_Set exercise 1_
In the passage on covenanted relationships, what has Protestant Christianity resisted since the Reformation?

And here is where I really disagree with him: the choice to be in a covenanted relationship with your partner is not a selfish choice. It is choosing to take responsibility for another human being, to covenant yourself to him. Promiscuity with no commitment is the selfish "all dessert and no dinner" choice so common in our culture. Any couple that chooses to covenant, that chooses responsibility to be a part of sexual intimacy is a couple that is choosing the self-giving, responsible path. Your choice to covenant your life with your beloved is a choice that affirms him, one in which you will promise to support him, one in which you will affirm a willingness to lay down your life for him. And just like any opposite-sex couple that makes that choice, this self-giving act is expressed in sexual intimacy. And that is beautiful.

Also, it is hugely disingenous for any Christian to tell another Christian they have to be celibate for their entire life. As a whole, Protestant Christianity since the Reformation has resisted forcing celibacy upon a class of people. That is why we do not require celibacy for priests in our tradition. Some people are indeed called to a celibate life, but the church traditionally understands that as a charism of the Holy Spirit discerned in community. It is never enforced upon a class of people (i.e., priests or homosexual persons). For a heterosexual Christian, who because of his attraction is free to choose to find a mate and be married to tell a homosexual Christian to "man up and take your cross" is, forgive the language, utter bullshit.

And the idea that two adults choosing to commit to one another in a life-long commitment is the same thing as bestiality is so foolish I will not even honor it with a response.

The question is what will be the calling of the church to gay and lesbian people? Will we tell them they have to be celibate, even though we do not require that of any other class of people? Will we tell them to change, even though science has shown how immensely harmful that is? No, we will invite them into faithful, covenanted, relationships, knowing that the power of sexual intimacy for healing our souls is most fully experienced in a covenanted relationship with another person. And inviting people to do that, to get married, in a culture like ours that often despises commitment, is profoundly counter-cultural. That invitation into covenanted relationship is the one the church should issue boldly and proudly.

_Set exercise 2_
Give the entries again from the line with "target: hiking boot" through the last line of the entries, changing "hiking boot" to "work boot" and leaving everything else as is.

_Records to process_
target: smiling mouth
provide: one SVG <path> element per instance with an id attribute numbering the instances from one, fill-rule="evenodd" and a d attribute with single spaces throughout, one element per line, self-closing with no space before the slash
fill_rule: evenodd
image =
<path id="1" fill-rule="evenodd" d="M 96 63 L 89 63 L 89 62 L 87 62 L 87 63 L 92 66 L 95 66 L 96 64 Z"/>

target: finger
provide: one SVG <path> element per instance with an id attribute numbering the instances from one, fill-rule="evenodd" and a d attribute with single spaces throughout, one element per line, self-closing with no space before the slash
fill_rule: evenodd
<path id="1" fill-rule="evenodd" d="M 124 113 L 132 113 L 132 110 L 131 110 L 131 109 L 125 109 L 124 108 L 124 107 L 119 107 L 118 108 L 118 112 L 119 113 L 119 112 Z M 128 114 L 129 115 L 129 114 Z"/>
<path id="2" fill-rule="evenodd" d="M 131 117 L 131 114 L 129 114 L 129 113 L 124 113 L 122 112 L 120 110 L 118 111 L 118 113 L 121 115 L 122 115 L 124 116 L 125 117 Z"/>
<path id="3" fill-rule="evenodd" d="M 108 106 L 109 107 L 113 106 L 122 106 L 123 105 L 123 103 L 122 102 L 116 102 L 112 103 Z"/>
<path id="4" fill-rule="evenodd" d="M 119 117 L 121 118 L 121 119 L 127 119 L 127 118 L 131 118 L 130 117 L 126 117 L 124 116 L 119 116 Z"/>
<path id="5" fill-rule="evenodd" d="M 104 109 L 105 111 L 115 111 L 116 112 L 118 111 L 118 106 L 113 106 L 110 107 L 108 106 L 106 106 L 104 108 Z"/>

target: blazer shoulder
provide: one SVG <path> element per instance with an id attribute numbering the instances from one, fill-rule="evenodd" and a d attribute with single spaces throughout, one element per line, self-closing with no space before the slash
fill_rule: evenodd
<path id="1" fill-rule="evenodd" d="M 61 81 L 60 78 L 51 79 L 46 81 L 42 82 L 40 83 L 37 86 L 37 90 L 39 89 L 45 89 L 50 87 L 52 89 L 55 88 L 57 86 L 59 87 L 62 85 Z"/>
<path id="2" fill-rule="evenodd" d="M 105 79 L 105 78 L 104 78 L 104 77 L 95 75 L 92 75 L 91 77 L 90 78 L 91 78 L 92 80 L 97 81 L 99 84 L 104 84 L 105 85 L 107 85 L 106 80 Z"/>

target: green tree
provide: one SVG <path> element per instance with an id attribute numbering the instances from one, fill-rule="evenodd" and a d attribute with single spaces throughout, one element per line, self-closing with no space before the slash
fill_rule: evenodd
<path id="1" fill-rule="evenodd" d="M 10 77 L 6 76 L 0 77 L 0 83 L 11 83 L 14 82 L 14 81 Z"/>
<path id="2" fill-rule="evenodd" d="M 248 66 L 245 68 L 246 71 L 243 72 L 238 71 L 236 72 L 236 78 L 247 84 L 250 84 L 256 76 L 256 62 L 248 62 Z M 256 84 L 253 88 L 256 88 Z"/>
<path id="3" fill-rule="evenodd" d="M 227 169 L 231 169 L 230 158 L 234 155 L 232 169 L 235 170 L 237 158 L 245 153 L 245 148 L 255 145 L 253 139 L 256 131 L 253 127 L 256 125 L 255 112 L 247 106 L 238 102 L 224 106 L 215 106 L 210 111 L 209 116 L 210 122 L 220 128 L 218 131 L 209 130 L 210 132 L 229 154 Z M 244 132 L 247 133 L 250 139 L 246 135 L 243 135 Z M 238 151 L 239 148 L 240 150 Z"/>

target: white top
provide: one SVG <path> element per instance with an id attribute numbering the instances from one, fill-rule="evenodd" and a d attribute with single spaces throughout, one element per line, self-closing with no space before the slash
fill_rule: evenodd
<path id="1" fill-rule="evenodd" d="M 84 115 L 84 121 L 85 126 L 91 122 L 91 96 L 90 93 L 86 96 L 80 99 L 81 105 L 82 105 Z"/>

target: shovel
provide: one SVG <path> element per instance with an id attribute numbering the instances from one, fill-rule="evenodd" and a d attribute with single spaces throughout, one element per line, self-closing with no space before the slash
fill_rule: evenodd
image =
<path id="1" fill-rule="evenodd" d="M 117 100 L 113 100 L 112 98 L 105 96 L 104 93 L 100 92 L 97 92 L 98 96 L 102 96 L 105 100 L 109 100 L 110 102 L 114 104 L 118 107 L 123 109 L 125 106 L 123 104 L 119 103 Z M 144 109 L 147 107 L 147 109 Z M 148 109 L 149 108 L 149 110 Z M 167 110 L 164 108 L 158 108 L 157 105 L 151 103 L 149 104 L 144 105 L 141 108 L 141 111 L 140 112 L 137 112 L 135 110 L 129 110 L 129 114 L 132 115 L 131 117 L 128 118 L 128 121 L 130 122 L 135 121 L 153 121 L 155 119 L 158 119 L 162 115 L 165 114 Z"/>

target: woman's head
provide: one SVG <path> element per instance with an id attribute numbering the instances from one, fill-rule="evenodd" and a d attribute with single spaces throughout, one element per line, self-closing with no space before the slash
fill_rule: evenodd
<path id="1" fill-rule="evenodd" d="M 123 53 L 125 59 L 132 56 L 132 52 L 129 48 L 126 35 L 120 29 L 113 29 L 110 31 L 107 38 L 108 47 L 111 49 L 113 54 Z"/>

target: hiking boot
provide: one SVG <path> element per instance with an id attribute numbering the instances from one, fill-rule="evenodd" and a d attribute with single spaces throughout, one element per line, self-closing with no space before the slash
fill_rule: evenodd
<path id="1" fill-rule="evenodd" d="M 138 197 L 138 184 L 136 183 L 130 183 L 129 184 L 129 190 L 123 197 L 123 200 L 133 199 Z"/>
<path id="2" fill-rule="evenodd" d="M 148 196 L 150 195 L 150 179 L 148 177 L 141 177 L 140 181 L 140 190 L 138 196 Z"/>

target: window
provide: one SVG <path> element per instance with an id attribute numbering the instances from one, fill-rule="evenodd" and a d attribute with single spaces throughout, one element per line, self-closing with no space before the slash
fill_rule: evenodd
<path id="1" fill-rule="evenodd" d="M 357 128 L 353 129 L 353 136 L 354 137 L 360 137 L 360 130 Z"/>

_Written reply 1_
Forcing celibacy upon a class of people.

_Written reply 2_
target: work boot
provide: one SVG <path> element per instance with an id attribute numbering the instances from one, fill-rule="evenodd" and a d attribute with single spaces throughout, one element per line, self-closing with no space before the slash
fill_rule: evenodd
<path id="1" fill-rule="evenodd" d="M 138 197 L 138 184 L 136 183 L 130 183 L 129 184 L 129 190 L 123 197 L 123 200 L 133 199 Z"/>
<path id="2" fill-rule="evenodd" d="M 148 196 L 150 195 L 150 179 L 148 177 L 141 177 L 140 181 L 140 190 L 138 196 Z"/>

target: window
provide: one SVG <path> element per instance with an id attribute numbering the instances from one, fill-rule="evenodd" and a d attribute with single spaces throughout, one element per line, self-closing with no space before the slash
fill_rule: evenodd
<path id="1" fill-rule="evenodd" d="M 357 128 L 353 129 L 353 136 L 354 137 L 360 137 L 360 130 Z"/>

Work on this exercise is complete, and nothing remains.